> _ACTION ITEM_: Every entry must be given again exactly.

Text-to-region grounding data:
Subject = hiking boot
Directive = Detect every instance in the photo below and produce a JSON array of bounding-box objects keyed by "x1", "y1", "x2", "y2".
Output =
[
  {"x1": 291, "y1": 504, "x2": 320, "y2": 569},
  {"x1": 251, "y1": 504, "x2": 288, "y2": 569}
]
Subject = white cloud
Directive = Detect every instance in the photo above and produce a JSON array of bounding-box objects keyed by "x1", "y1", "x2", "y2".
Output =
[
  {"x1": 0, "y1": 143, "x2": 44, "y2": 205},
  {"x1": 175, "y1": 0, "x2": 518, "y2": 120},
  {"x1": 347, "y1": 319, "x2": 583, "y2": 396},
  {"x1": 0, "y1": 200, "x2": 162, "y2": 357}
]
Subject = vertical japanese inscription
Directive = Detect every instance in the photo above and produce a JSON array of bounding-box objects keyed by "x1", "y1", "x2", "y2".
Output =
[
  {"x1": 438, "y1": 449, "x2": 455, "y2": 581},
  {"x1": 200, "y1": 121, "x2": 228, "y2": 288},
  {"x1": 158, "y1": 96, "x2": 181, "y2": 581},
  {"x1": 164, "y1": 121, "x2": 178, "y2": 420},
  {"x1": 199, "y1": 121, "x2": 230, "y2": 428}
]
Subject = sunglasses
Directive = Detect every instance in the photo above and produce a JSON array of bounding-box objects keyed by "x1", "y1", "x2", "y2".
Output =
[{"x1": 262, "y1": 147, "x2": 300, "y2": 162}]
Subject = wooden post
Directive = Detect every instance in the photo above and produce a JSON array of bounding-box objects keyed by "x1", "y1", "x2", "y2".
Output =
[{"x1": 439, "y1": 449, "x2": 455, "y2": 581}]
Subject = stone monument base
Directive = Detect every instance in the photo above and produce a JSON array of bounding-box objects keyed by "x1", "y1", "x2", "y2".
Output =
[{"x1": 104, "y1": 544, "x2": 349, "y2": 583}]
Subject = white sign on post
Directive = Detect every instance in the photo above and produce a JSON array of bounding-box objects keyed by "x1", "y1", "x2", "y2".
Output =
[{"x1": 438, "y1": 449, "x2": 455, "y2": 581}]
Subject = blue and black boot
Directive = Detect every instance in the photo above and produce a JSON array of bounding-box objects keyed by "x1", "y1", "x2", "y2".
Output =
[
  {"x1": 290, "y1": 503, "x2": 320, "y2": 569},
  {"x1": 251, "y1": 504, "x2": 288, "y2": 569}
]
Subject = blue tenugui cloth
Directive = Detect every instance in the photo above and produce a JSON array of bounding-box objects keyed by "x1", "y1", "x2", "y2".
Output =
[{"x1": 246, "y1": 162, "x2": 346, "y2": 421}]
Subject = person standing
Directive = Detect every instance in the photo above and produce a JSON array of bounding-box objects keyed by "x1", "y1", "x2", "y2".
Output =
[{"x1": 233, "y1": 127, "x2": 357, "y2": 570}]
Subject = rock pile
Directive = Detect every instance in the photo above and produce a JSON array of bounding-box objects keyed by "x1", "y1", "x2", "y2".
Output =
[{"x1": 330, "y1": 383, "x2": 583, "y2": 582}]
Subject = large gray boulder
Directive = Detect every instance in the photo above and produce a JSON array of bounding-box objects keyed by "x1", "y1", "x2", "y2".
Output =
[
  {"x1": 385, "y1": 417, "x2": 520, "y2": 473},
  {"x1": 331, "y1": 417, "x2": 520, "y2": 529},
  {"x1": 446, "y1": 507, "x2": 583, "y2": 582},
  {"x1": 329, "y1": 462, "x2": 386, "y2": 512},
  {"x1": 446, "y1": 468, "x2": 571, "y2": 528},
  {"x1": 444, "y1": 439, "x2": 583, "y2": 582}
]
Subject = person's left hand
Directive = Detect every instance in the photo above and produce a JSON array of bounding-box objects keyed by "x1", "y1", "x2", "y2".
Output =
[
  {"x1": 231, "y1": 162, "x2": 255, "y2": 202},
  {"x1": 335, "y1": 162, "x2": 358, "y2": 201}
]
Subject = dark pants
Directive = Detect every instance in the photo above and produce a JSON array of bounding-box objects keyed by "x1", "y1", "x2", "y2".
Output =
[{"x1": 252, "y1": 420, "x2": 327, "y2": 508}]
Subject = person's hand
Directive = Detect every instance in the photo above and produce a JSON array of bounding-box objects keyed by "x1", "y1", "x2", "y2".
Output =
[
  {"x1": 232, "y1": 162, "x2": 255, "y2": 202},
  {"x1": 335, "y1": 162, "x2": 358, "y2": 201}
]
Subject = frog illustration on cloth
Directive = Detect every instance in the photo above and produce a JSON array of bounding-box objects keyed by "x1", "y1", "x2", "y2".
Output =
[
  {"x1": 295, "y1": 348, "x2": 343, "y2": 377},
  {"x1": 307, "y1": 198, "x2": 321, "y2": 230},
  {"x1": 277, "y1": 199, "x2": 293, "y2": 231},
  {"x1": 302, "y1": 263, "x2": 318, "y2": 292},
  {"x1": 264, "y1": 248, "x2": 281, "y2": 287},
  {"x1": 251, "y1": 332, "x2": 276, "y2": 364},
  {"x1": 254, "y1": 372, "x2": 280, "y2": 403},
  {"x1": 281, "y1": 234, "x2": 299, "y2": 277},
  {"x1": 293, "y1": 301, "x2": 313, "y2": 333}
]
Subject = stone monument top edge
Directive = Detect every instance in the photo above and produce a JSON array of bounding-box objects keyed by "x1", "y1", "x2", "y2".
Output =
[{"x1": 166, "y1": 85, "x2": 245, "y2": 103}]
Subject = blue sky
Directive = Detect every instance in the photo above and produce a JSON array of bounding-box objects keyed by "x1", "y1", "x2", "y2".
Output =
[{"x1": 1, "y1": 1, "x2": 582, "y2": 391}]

> _COMPLETED TASK_:
Subject = hiking boot
Directive = Detect every instance in the photo below and produce a JSON array of bounding-box objects keyed by "x1", "y1", "x2", "y2".
Output =
[
  {"x1": 291, "y1": 504, "x2": 320, "y2": 569},
  {"x1": 251, "y1": 504, "x2": 288, "y2": 569}
]
Subject = white cloud
Directive = Detect every instance in the photo above and produce a JSON array of bounding-box objects keyed by "x1", "y1", "x2", "y2".
Output =
[
  {"x1": 0, "y1": 143, "x2": 44, "y2": 205},
  {"x1": 175, "y1": 0, "x2": 518, "y2": 120},
  {"x1": 347, "y1": 319, "x2": 583, "y2": 396},
  {"x1": 0, "y1": 200, "x2": 162, "y2": 357}
]
Subject = vertical japanese inscription
Directive = Detect every instance in the photo above and produce a JSON array of bounding-box objects keyed by "x1", "y1", "x2", "y2".
Output =
[
  {"x1": 438, "y1": 449, "x2": 455, "y2": 581},
  {"x1": 200, "y1": 121, "x2": 228, "y2": 288},
  {"x1": 158, "y1": 96, "x2": 181, "y2": 581},
  {"x1": 164, "y1": 121, "x2": 178, "y2": 420},
  {"x1": 199, "y1": 121, "x2": 230, "y2": 428}
]
Subject = sunglasses
Directive = Detect every instance in the photo above and produce a JSON array of bounding-box objects keyed by "x1", "y1", "x2", "y2".
Output =
[{"x1": 262, "y1": 147, "x2": 300, "y2": 162}]
Subject = wooden post
Directive = Detect every instance in the photo above and produce a JSON array of bounding-box objects keyed by "x1", "y1", "x2", "y2".
Output =
[{"x1": 439, "y1": 449, "x2": 455, "y2": 581}]
Subject = stone monument base
Directive = Detect every instance in the photo above and produce a JSON array of bounding-box objects keyed by "x1", "y1", "x2", "y2".
Output =
[{"x1": 104, "y1": 544, "x2": 349, "y2": 583}]
Subject = white sign on post
Directive = Detect every instance in the photo above and produce a JSON array of bounding-box objects keyed by "x1", "y1", "x2", "y2".
Output =
[{"x1": 438, "y1": 449, "x2": 455, "y2": 581}]
Subject = blue and black boot
Directive = Detect every instance in the photo above and produce a JSON array of bounding-box objects keyed by "x1", "y1", "x2", "y2".
Output =
[
  {"x1": 290, "y1": 503, "x2": 320, "y2": 569},
  {"x1": 251, "y1": 504, "x2": 288, "y2": 569}
]
Subject = blue tenugui cloth
Directive = Detect every instance in the photo above and produce a JSON array of bounding-box objects keyed by "x1", "y1", "x2", "y2".
Output =
[{"x1": 246, "y1": 162, "x2": 346, "y2": 421}]
Subject = person standing
Directive = Detect every instance in the photo above and produce a JSON array of bounding-box objects keyed by "x1", "y1", "x2", "y2".
Output =
[{"x1": 233, "y1": 127, "x2": 357, "y2": 570}]
Subject = rock pile
Directive = Detect every instance in the photo above and produce a JSON array of bounding-box objects keyed by "x1", "y1", "x2", "y2".
Output =
[{"x1": 330, "y1": 383, "x2": 583, "y2": 582}]
Subject = large gray boulder
Directive = Detect every instance in the photo above and produce a JSON array of bounding-box objects keyed by "x1", "y1", "x2", "y2".
Output =
[
  {"x1": 385, "y1": 417, "x2": 520, "y2": 473},
  {"x1": 331, "y1": 417, "x2": 520, "y2": 529},
  {"x1": 446, "y1": 507, "x2": 583, "y2": 582},
  {"x1": 329, "y1": 462, "x2": 386, "y2": 512},
  {"x1": 446, "y1": 468, "x2": 571, "y2": 528},
  {"x1": 444, "y1": 439, "x2": 583, "y2": 582}
]
Subject = person's left hand
Directive = Detect every instance in the photo above and produce a JSON array of bounding-box objects keyed by "x1", "y1", "x2", "y2".
Output =
[
  {"x1": 231, "y1": 162, "x2": 255, "y2": 202},
  {"x1": 335, "y1": 162, "x2": 358, "y2": 201}
]
Subject = dark pants
Directive = Detect every instance in the photo above and produce a JSON array of bounding-box objects keyed by "x1", "y1", "x2", "y2".
Output =
[{"x1": 252, "y1": 420, "x2": 327, "y2": 508}]
Subject = person's hand
Directive = Detect every instance in the photo above and produce a JSON array of bounding-box objects keyed by "x1", "y1", "x2", "y2".
Output =
[
  {"x1": 232, "y1": 162, "x2": 255, "y2": 202},
  {"x1": 335, "y1": 162, "x2": 358, "y2": 201}
]
Subject = frog illustration on cloth
Directive = Detect every instance in the photo above and produce a JSON array of bounding-box objects keyed by "x1", "y1", "x2", "y2".
Output =
[
  {"x1": 295, "y1": 348, "x2": 343, "y2": 377},
  {"x1": 307, "y1": 198, "x2": 321, "y2": 230},
  {"x1": 277, "y1": 199, "x2": 293, "y2": 231},
  {"x1": 302, "y1": 263, "x2": 318, "y2": 292},
  {"x1": 264, "y1": 248, "x2": 281, "y2": 287},
  {"x1": 251, "y1": 332, "x2": 276, "y2": 364},
  {"x1": 254, "y1": 372, "x2": 280, "y2": 403},
  {"x1": 281, "y1": 234, "x2": 299, "y2": 277},
  {"x1": 293, "y1": 301, "x2": 313, "y2": 333}
]
Subject = stone monument top edge
Directive = Detect every instance in the photo above and produce a JSON array of bounding-box objects keyed by "x1", "y1", "x2", "y2".
Output =
[{"x1": 166, "y1": 85, "x2": 245, "y2": 103}]
Subject = blue sky
Directive = Detect every instance in the photo above and produce a JSON array of bounding-box objects keyed by "x1", "y1", "x2", "y2".
Output =
[{"x1": 1, "y1": 1, "x2": 582, "y2": 391}]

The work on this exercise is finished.